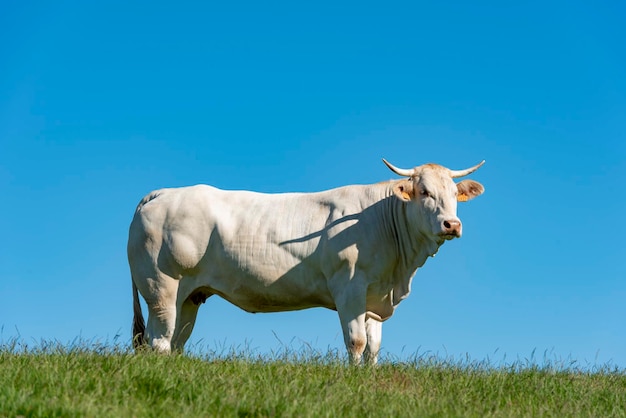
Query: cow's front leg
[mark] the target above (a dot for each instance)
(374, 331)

==================================================

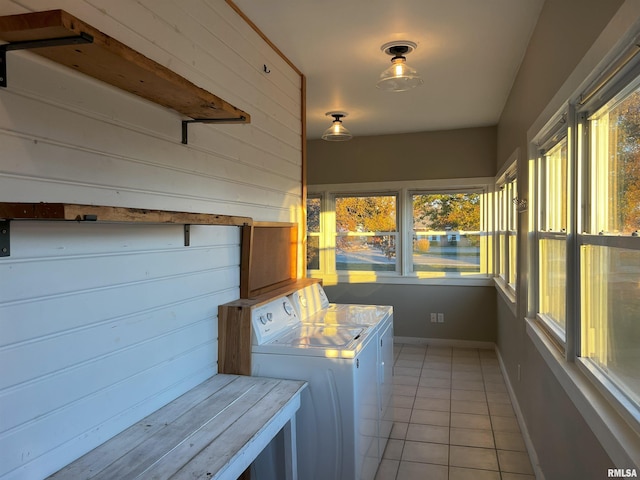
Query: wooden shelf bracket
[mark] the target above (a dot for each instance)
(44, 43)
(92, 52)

==================================================

TASK DETAILS:
Report every line in the data above that contains the string "Query", reproducing each such line in full.

TASK SOLUTION:
Query: cow's front leg
Query: wooden shelf bracket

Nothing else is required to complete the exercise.